▸ Written exercise
Rewrite the records below, replacing "Verify its location" with "Confirm its position" everywhere and keeping everything else the same. Leave the pictures out of your answer.

====== Data shown ======

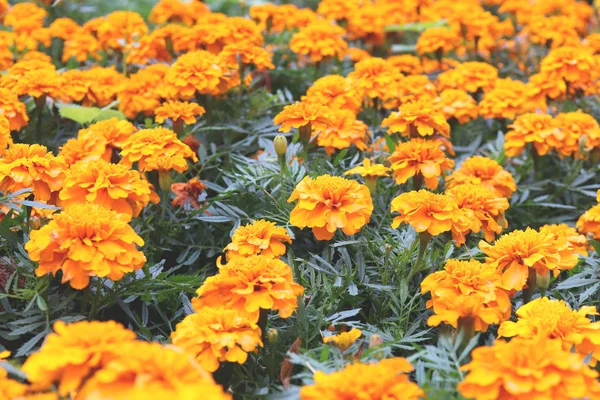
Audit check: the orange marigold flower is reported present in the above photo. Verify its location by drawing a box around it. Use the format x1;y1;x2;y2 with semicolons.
381;101;450;138
121;128;198;172
302;75;362;113
417;27;461;55
171;178;206;209
446;156;517;198
192;255;304;322
313;110;369;155
273;101;335;132
23;320;136;396
58;160;158;217
0;143;65;201
434;89;479;125
154;101;206;125
148;0;210;25
288;175;373;240
171;307;263;372
76;340;231;400
223;219;292;261
479;228;577;290
498;297;600;366
540;46;598;87
0;87;29;131
577;204;600;240
391;190;465;236
289;21;348;63
348;57;402;100
386;54;423;75
438;61;498;93
323;328;362;351
458;338;600;400
25;203;146;289
446;183;509;246
421;260;511;332
388;138;454;189
300;357;425;400
504;113;564;157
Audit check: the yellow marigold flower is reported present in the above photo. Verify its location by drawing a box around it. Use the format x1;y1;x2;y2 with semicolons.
23;320;136;396
171;307;263;372
386;54;424;75
313;110;369;155
148;0;210;25
58;160;158;217
165;50;225;100
192;255;304;322
77;117;138;155
323;328;362;351
300;357;425;400
479;79;532;119
224;219;292;261
479;228;577;290
344;158;390;178
438;61;498;93
446;183;509;246
539;224;588;256
576;204;600;240
25;203;146;289
0;87;29;131
381;101;450;138
391;190;464;236
289;21;348;63
498;297;600;366
388;138;454;189
273;101;335;132
121;128;198;172
76;341;231;400
434;89;479;125
446;156;517;198
348;57;402;100
0;114;13;156
417;27;461;55
458;338;600;400
154;101;206;125
504;113;564;157
540;46;598;86
302;75;362;113
288;175;373;240
421;260;511;332
0;143;65;201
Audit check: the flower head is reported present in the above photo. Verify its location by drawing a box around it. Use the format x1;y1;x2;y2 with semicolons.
446;183;508;245
498;297;600;366
171;307;263;372
58;160;158;217
300;357;425;400
381;101;450;137
192;255;304;322
392;190;464;236
288;175;373;240
446;156;517;198
0;143;65;201
458;337;600;400
224;219;292;261
323;328;362;351
479;228;577;290
421;260;511;332
25;203;146;289
121;128;198;172
388;138;454;189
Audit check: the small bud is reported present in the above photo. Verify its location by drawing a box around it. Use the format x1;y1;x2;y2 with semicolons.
273;135;287;157
267;328;279;344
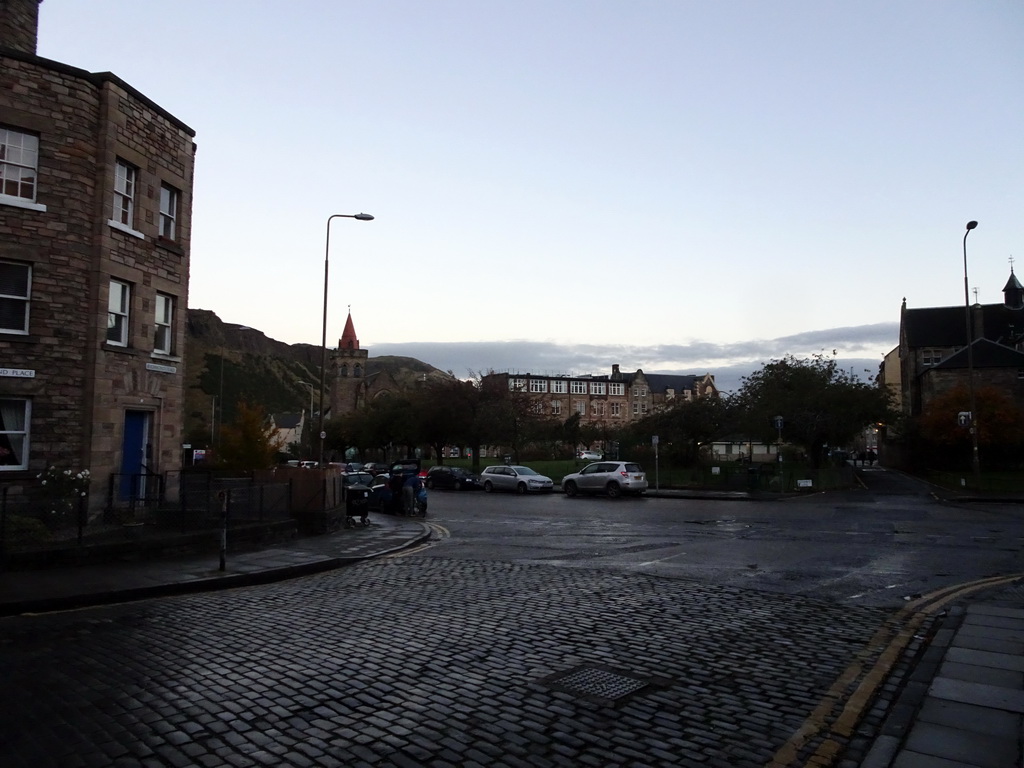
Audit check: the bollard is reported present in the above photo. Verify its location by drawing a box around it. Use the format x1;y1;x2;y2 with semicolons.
217;490;231;571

======

▸ Answer
Audit check: the orange marigold flower is reported present in the above photo. Confirm its position by drawing a box around it. Use the format x1;y1;x2;y2 with semicolons.
381;101;450;138
121;128;198;172
302;75;362;113
417;27;461;55
171;178;206;209
446;156;517;198
192;255;304;322
313;110;369;155
273;101;335;132
23;320;136;396
58;160;158;217
0;143;65;201
434;89;479;125
154;101;206;125
148;0;210;25
288;175;373;240
171;307;263;372
76;340;231;400
223;219;292;261
479;228;577;290
498;297;600;366
540;46;598;87
0;87;29;131
577;204;600;240
391;190;465;236
289;21;348;63
348;57;402;100
386;54;423;75
438;61;498;93
323;328;362;351
458;338;600;400
25;203;146;289
446;183;509;246
421;260;511;332
388;138;454;189
300;357;425;400
504;113;564;157
Audit check: the yellow marigold flower is reported present in the above photo. Confirm its position by drawing a box around it. Use the format x1;y1;x2;y2 with semicolons.
23;320;136;396
171;307;263;372
386;54;424;75
313;110;369;155
148;0;210;25
58;160;158;217
165;50;225;100
192;255;304;322
77;117;138;155
323;328;362;351
300;357;425;400
479;79;532;119
224;219;292;261
479;228;577;290
344;158;390;178
438;61;498;93
446;183;509;246
539;224;588;256
576;204;600;240
25;203;146;289
0;87;29;131
381;101;450;138
391;190;464;236
289;21;348;63
498;297;600;366
388;138;454;189
273;101;335;132
121;128;198;172
76;341;231;400
434;89;479;125
446;156;517;198
348;57;402;100
0;114;13;156
417;27;461;55
458;338;600;400
154;101;206;125
504;113;564;157
540;46;598;86
302;75;362;113
288;175;373;240
421;260;511;332
0;143;65;201
Audit check: the flower head is reported present in the above photo. Confirm its position by drawing a box around it. Use the format x1;y1;x2;y2 with semicolons.
446;183;508;245
498;297;600;366
171;307;263;372
58;160;158;217
300;357;425;400
381;101;450;137
192;255;304;322
392;190;464;236
288;175;373;240
446;156;517;198
0;143;65;201
458;337;600;400
224;219;292;261
323;328;362;351
479;228;577;290
421;260;511;332
25;203;146;289
121;128;198;172
388;138;454;189
Audit check: the small bud is reported present in the above photo. Confirm its position by drawing a box around it. Use the format x1;y1;x2;y2 with semicolons.
273;135;287;157
267;328;279;344
Audit check: the bollard is reported present in the above photo. Confirm its position by drawing a box around it. Use the format x1;y1;x2;y2 with semicolons.
217;490;231;571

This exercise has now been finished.